From this hour I ordain myself loos’d of limits and imaginary lines…
Walt Whitman
What’s more impressive than the overt ordering of the anthology, though, are the subtler threads of style, theme, and imagery that connected one poem to another within sections, often across very disparate traditions, weaving a subtle tapestry that’s considerably more than the sum of its parts. And those parts are almost uniformly strong—every one of the poets far too inspired and far too skilled, in fact, to use tired metaphors about “weaving subtle tapestries” or clichés like “more than the sum of its parts” like yours truly just did.
…and I wrote the first faint line,
faint, without substance, pure
nonsense,
pure wisdom…
Pablo Neruda
In a brief and helpful introduction, Small, a yoga teacher with a creative writing background, introduces herself and describes the journey toward this volume: begun as a practical collection of readings to use in yoga classes, and expanded from there. And, the anthology bears this out, with an amazing amount of stuff that would go perfectly at the beginning or end of asana practice as well as a good amount of stuff that might be best enjoyed just sitting back with a cup of tea (though, of course, not everyone would agree which is which…and that’s exactly as it should be).

ENTRIES SHOWN:

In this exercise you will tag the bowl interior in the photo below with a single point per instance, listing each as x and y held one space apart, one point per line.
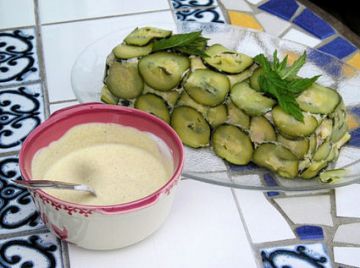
60 122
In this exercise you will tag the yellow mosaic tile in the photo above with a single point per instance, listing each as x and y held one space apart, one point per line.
355 60
244 20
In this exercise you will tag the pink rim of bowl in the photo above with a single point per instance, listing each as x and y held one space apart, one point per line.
61 121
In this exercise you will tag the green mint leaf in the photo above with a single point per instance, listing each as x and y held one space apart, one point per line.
190 43
292 71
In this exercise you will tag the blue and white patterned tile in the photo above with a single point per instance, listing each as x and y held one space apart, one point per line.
21 109
40 250
213 14
310 232
312 23
310 255
17 209
183 4
18 57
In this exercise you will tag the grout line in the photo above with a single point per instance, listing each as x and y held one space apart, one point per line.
41 59
104 17
256 253
62 101
27 27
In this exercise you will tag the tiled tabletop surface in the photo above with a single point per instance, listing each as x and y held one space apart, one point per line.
210 226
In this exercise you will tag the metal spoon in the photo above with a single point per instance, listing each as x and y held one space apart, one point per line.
37 184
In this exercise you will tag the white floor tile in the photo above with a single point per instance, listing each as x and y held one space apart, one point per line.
68 10
347 201
64 42
203 231
346 233
57 106
263 221
272 25
302 38
16 13
307 209
347 255
238 5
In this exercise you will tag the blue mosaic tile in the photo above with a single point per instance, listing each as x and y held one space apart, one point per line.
339 47
18 57
309 232
40 250
17 209
310 255
314 24
213 14
282 8
21 110
193 3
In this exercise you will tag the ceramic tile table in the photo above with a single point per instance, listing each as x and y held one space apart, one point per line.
209 226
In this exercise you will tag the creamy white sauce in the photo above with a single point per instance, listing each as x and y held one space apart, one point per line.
121 163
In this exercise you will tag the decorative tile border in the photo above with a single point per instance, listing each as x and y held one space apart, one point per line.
38 250
213 14
21 109
17 210
18 57
186 4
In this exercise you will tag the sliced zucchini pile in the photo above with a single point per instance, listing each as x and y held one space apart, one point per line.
214 99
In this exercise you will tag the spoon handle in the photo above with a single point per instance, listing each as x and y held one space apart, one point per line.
36 184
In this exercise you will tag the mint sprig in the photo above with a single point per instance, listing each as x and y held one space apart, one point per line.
189 43
280 81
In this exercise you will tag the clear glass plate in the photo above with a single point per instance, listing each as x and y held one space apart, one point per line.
202 164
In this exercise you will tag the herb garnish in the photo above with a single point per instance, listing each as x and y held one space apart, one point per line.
189 43
281 82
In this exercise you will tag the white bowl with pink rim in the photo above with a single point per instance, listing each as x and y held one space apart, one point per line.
103 227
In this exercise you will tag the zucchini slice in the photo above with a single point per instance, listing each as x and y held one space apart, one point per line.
318 99
142 36
289 126
107 96
276 158
170 96
261 130
298 147
124 51
237 117
191 126
225 60
207 87
163 70
237 78
196 63
232 144
313 169
124 80
154 105
250 101
254 79
216 115
186 100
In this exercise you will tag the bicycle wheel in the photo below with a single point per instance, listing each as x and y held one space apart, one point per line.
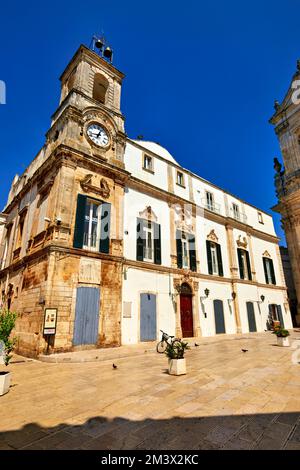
161 347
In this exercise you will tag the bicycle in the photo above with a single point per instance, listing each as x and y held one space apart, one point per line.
165 340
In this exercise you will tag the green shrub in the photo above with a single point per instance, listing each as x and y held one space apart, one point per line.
7 324
281 332
176 350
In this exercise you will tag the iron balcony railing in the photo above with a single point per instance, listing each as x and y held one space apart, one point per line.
212 207
239 216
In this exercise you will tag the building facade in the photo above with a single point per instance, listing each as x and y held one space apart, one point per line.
289 280
122 241
286 122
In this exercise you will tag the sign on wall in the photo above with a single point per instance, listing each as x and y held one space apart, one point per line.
50 321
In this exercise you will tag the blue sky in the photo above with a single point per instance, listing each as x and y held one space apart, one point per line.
201 79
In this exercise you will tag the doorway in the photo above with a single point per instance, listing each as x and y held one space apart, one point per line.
219 317
251 317
186 311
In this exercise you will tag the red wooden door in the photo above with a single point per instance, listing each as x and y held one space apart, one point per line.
186 314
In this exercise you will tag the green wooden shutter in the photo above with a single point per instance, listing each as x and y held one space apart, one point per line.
157 243
209 259
220 263
79 224
105 227
248 265
192 253
140 240
265 270
241 266
179 248
272 272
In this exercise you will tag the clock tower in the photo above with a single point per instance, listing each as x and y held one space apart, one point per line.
286 121
89 118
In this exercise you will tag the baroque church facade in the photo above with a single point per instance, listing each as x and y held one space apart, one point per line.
122 242
286 122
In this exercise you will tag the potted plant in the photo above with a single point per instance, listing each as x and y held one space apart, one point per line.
7 324
282 336
175 353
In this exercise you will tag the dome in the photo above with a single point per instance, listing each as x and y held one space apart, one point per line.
157 149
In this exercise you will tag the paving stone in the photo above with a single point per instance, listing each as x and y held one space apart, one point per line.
225 401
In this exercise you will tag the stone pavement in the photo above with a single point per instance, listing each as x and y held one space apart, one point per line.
227 400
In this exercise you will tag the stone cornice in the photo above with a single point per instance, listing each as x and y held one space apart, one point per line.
62 107
56 248
143 265
67 156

INSTRUCTION 1: Decide whether each statement below agrees with the review, answering yes or no and quoting the words from the review that settle it. (a) Small teaches yoga and has a background in creative writing. (b) The volume started out as readings for use in yoga classes. (c) The reviewer finds the poems uneven in quality.
INSTRUCTION 2: Copy everything in the review from "From this hour" down to "truly just did.", switching "anthology" to "collection".
INSTRUCTION 3: According to the review, what kind of introduction opens the volume?

FINAL RESULT 1:
(a) Yes: "Small, a yoga teacher with a creative writing background"
(b) Yes: "begun as a practical collection of readings to use in yoga classes"
(c) No: "those parts are almost uniformly strong"

FINAL RESULT 2:
From this hour I ordain myself loos’d of limits and imaginary lines…
Walt Whitman
What’s more impressive than the overt ordering of the collection, though, are the subtler threads of style, theme, and imagery that connected one poem to another within sections, often across very disparate traditions, weaving a subtle tapestry that’s considerably more than the sum of its parts. And those parts are almost uniformly strong—every one of the poets far too inspired and far too skilled, in fact, to use tired metaphors about “weaving subtle tapestries” or clichés like “more than the sum of its parts” like yours truly just did.

FINAL RESULT 3: A brief and helpful one.